Direction:
Please reproduce the lines verbatim, beginning with the one containing "watermark logo --return=outline" and ending with the last line, both included. Leave the pictures out.

START Data

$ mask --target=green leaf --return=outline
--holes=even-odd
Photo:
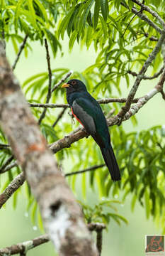
[[[108,15],[108,0],[101,0],[101,9],[103,14],[103,17],[106,21]]]
[[[93,4],[94,0],[88,0],[85,4],[84,11],[79,21],[79,33],[81,32],[81,30],[85,27],[86,21],[89,15],[89,11]]]
[[[64,39],[64,31],[67,28],[67,26],[69,23],[69,21],[72,16],[73,12],[75,10],[75,7],[74,6],[73,8],[71,9],[70,11],[68,13],[68,14],[64,18],[64,19],[62,20],[59,29],[58,29],[58,36],[59,36],[61,35],[61,37],[62,39]]]
[[[35,1],[37,5],[38,6],[38,7],[40,8],[40,9],[45,19],[45,21],[48,23],[48,18],[47,18],[46,9],[43,7],[43,5],[40,3],[40,0],[34,0],[34,1]]]
[[[33,0],[27,0],[27,2],[29,8],[28,16],[30,18],[31,23],[33,25],[34,28],[38,29],[36,23],[36,17],[35,14],[35,9],[33,4]]]
[[[99,17],[100,17],[100,20],[101,20],[101,25],[102,25],[102,28],[103,28],[103,33],[104,33],[104,38],[106,40],[107,38],[107,25],[106,25],[106,23],[105,22],[104,19],[103,18],[103,17],[101,17],[101,16],[100,16]]]
[[[71,37],[70,37],[70,39],[69,39],[69,49],[72,50],[72,48],[73,48],[73,46],[74,46],[74,43],[75,42],[75,40],[76,38],[76,36],[77,36],[78,33],[76,31],[74,31]]]
[[[147,188],[145,189],[144,192],[144,202],[145,202],[145,212],[146,212],[146,218],[149,219],[150,214],[150,204],[149,204],[149,196]]]
[[[59,41],[57,39],[55,34],[53,34],[52,32],[50,32],[47,28],[45,28],[45,31],[46,31],[47,38],[48,38],[50,46],[51,46],[51,48],[52,50],[52,53],[54,55],[54,58],[55,58],[58,48],[59,48],[61,49],[61,45],[59,43]]]
[[[137,195],[134,194],[134,196],[132,197],[132,201],[131,201],[131,210],[132,210],[132,212],[133,212],[133,210],[134,210],[136,201],[137,201]]]
[[[36,201],[35,201],[31,210],[31,220],[33,225],[35,225],[35,216],[37,213],[37,208],[38,208],[38,203]]]
[[[95,0],[95,6],[94,6],[94,15],[93,15],[93,28],[96,28],[98,25],[98,16],[99,16],[99,11],[101,6],[101,0]]]
[[[19,17],[19,14],[20,14],[20,9],[21,7],[23,5],[23,2],[24,0],[18,0],[17,5],[16,5],[16,11],[15,11],[15,21],[14,21],[14,24],[15,24],[15,29],[17,30],[18,28],[18,19]]]

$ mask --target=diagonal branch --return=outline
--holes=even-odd
[[[129,110],[130,108],[131,102],[136,94],[136,92],[138,89],[140,82],[143,79],[144,73],[147,70],[147,68],[149,68],[149,65],[154,60],[154,58],[157,56],[157,54],[159,53],[159,51],[161,47],[161,45],[164,42],[164,38],[165,38],[165,31],[163,30],[161,35],[160,36],[160,38],[159,39],[159,41],[157,42],[156,46],[154,47],[152,52],[149,55],[147,60],[145,61],[141,70],[138,73],[137,78],[134,82],[134,85],[133,85],[132,87],[131,88],[131,90],[127,96],[127,100],[125,103],[125,105],[122,107],[121,110],[118,114],[118,117],[119,117],[120,121],[124,117],[126,112],[129,111]]]
[[[106,228],[103,223],[89,223],[87,228],[90,231],[100,232]],[[13,255],[16,254],[25,255],[29,250],[33,249],[43,243],[50,241],[48,235],[45,234],[28,241],[13,245],[10,247],[0,249],[0,256]]]
[[[25,255],[29,250],[49,241],[48,235],[42,235],[30,240],[0,249],[0,256],[9,256],[16,254]]]
[[[138,102],[133,105],[130,110],[125,114],[124,116],[123,120],[127,120],[130,117],[135,114],[139,110],[144,106],[150,99],[152,99],[156,94],[158,92],[161,92],[164,82],[165,81],[165,69],[161,76],[160,80],[158,84],[152,89],[150,92],[149,92],[146,95],[142,97]]]
[[[96,169],[98,169],[99,168],[102,168],[102,167],[104,167],[104,166],[106,166],[105,164],[100,164],[100,165],[98,165],[98,166],[93,166],[92,167],[87,168],[86,169],[84,169],[84,170],[77,171],[74,171],[74,172],[72,172],[72,173],[65,174],[64,176],[65,176],[65,177],[67,177],[69,176],[84,174],[84,172],[91,171],[95,171],[95,170],[96,170]]]
[[[13,193],[23,184],[25,180],[23,173],[21,173],[7,186],[4,191],[0,195],[0,209]]]
[[[6,167],[11,162],[12,160],[13,160],[13,155],[11,156],[4,163],[4,164],[0,168],[0,174],[4,172]]]
[[[15,162],[13,162],[10,164],[8,164],[1,173],[1,174],[4,174],[5,172],[11,170],[12,168],[18,166],[18,164],[17,164],[17,161],[16,161]]]
[[[151,77],[144,75],[143,79],[144,80],[152,80],[152,79],[158,78],[164,71],[164,65],[160,69],[160,70],[159,72],[156,73],[154,75],[152,75]],[[137,77],[138,75],[138,74],[137,73],[131,71],[131,70],[128,70],[127,73],[132,75],[132,76]]]
[[[50,99],[51,98],[51,87],[52,87],[52,71],[50,68],[50,57],[49,53],[49,48],[47,42],[47,39],[45,38],[45,46],[46,49],[46,55],[47,55],[47,69],[48,69],[48,74],[49,74],[49,85],[48,85],[48,92],[47,94],[47,99],[46,103],[49,103]],[[40,117],[38,120],[38,124],[40,124],[42,120],[44,119],[47,112],[47,108],[45,108],[42,113],[40,115]]]
[[[59,255],[84,256],[88,252],[97,256],[81,210],[47,149],[1,41],[0,67],[1,127],[38,203],[50,239]]]
[[[149,26],[152,26],[152,28],[154,28],[160,34],[161,33],[161,28],[157,25],[156,25],[152,21],[151,21],[146,15],[142,14],[141,12],[140,13],[135,7],[132,7],[131,11],[132,13],[137,14],[137,16],[138,16],[138,17],[140,18],[142,21],[144,21]]]
[[[137,4],[141,8],[142,8],[143,10],[147,11],[149,14],[151,14],[153,16],[153,17],[156,18],[159,21],[159,22],[162,25],[164,29],[165,28],[165,23],[164,20],[160,17],[160,16],[156,11],[152,10],[149,6],[144,5],[143,3],[141,3],[138,0],[132,0],[132,1]]]
[[[159,82],[146,95],[140,97],[137,104],[131,107],[130,111],[127,112],[123,117],[123,121],[126,121],[130,118],[132,115],[136,114],[139,110],[152,97],[156,94],[161,92],[162,85],[164,84],[165,79],[165,70],[161,75]],[[107,124],[108,127],[117,124],[119,122],[118,114],[110,117],[107,120]],[[83,139],[86,137],[88,137],[89,134],[86,132],[84,128],[79,128],[79,130],[76,132],[72,132],[69,134],[65,136],[64,138],[59,139],[57,142],[52,144],[50,146],[50,148],[52,150],[53,153],[55,154],[57,151],[62,150],[64,148],[69,148],[71,146],[72,144],[79,141],[81,139]]]
[[[64,114],[65,111],[66,111],[67,108],[64,107],[63,110],[62,110],[62,112],[59,113],[58,117],[57,118],[57,119],[55,120],[55,122],[54,122],[54,124],[52,124],[52,127],[55,127],[56,126],[56,124],[57,124],[57,122],[60,120],[60,119],[63,117],[63,114]]]
[[[27,41],[28,37],[28,35],[25,35],[25,37],[23,39],[23,43],[21,43],[21,46],[20,46],[19,51],[18,51],[18,53],[17,54],[16,58],[16,60],[14,61],[14,63],[13,63],[13,65],[12,66],[12,70],[13,70],[15,69],[15,68],[16,66],[16,64],[17,64],[17,63],[18,63],[18,61],[19,60],[20,55],[21,55],[23,50],[24,49],[24,47],[25,46],[25,43]]]
[[[0,143],[0,149],[8,149],[8,148],[10,148],[9,144],[5,144]]]
[[[139,100],[139,98],[135,98],[132,100],[132,103],[137,103]],[[118,103],[125,103],[127,101],[127,98],[108,98],[97,100],[99,104],[108,104],[110,102],[118,102]],[[40,104],[40,103],[30,103],[30,107],[69,107],[69,104]]]
[[[62,80],[60,81],[59,81],[59,82],[57,82],[54,87],[52,90],[52,92],[54,92],[55,90],[56,90],[59,85],[61,85],[62,84],[62,82],[64,82],[68,78],[69,78],[69,76],[73,73],[72,70],[70,70],[69,72],[68,72],[64,76],[64,78],[62,78]]]
[[[86,171],[96,171],[96,169],[104,167],[105,166],[106,164],[104,164],[98,166],[93,166],[84,170],[66,174],[64,174],[64,176],[67,177],[69,176],[83,174]],[[17,176],[7,186],[7,188],[5,188],[4,191],[0,194],[0,208],[6,202],[6,201],[11,198],[13,193],[23,184],[25,180],[25,178],[24,174],[22,172],[18,176]]]

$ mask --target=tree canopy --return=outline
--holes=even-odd
[[[1,37],[6,44],[12,42],[16,55],[13,70],[22,51],[28,58],[28,52],[33,50],[31,42],[40,41],[45,49],[47,71],[33,76],[29,74],[21,87],[43,135],[56,153],[59,165],[62,165],[66,159],[72,163],[72,174],[66,174],[69,186],[76,194],[78,181],[84,197],[91,186],[93,191],[98,190],[101,198],[106,198],[93,208],[81,203],[88,223],[107,224],[111,219],[118,223],[127,223],[124,217],[113,210],[104,211],[104,207],[113,208],[114,204],[120,203],[113,198],[122,193],[123,201],[131,196],[132,210],[139,201],[145,209],[147,218],[153,216],[165,233],[165,127],[158,124],[148,130],[127,132],[122,126],[128,119],[135,126],[136,112],[145,107],[156,94],[159,93],[160,100],[165,100],[164,9],[161,0],[1,1]],[[93,65],[81,73],[77,70],[72,73],[65,67],[51,68],[49,51],[52,50],[55,58],[58,52],[62,55],[66,35],[71,51],[76,41],[86,50],[93,45],[97,53]],[[66,111],[68,105],[64,105],[64,91],[59,86],[64,77],[82,80],[98,100],[103,100],[101,107],[111,127],[110,137],[121,181],[112,181],[92,138],[79,140],[86,135],[79,127],[72,132]],[[147,95],[135,97],[142,80],[157,78],[159,82],[156,80],[155,87]],[[126,98],[122,95],[123,82],[126,82],[130,92]],[[1,184],[2,192],[21,170],[2,130],[0,148],[0,174],[6,173],[6,182]],[[79,170],[84,171],[81,178],[73,174]],[[33,221],[38,216],[42,228],[37,203],[29,186],[25,186]],[[15,193],[13,197],[14,207],[17,194]]]

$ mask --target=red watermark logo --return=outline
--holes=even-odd
[[[146,255],[165,255],[164,235],[147,235],[145,240]]]

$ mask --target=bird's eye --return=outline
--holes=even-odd
[[[76,81],[72,81],[72,85],[76,85]]]

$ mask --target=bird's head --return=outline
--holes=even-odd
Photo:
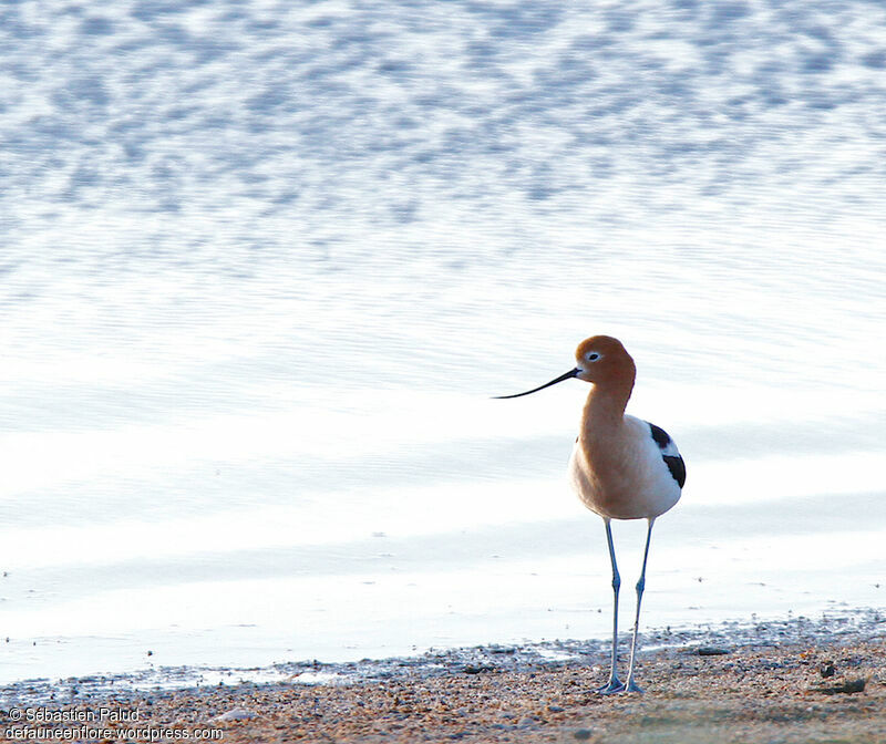
[[[625,351],[621,341],[614,339],[611,335],[591,335],[578,344],[575,350],[576,366],[569,370],[559,378],[546,382],[544,385],[527,390],[525,393],[516,393],[515,395],[498,395],[497,397],[519,397],[521,395],[528,395],[536,393],[539,390],[556,385],[558,382],[569,380],[570,378],[578,378],[585,382],[593,382],[595,384],[607,384],[614,382],[633,384],[633,376],[637,368],[630,354]],[[630,388],[628,388],[630,391]]]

END Data

Written reply:
$ mask --target=red watermark logo --return=outline
--holes=even-odd
[[[146,255],[165,255],[164,235],[147,235],[145,240]]]

$ mask --target=bird's eye --return=outline
--holes=even-odd
[[[76,81],[72,81],[72,85],[76,85]]]

$ mask --target=bird's head --return=outline
--holes=even-odd
Photo:
[[[625,351],[621,341],[614,339],[611,335],[591,335],[578,344],[575,350],[576,366],[569,370],[559,378],[546,382],[544,385],[527,390],[525,393],[516,393],[515,395],[498,395],[497,397],[519,397],[521,395],[528,395],[536,393],[539,390],[556,385],[558,382],[569,380],[570,378],[578,378],[585,382],[593,382],[595,384],[607,384],[614,382],[633,384],[633,376],[637,368],[630,354]],[[630,388],[628,388],[630,391]]]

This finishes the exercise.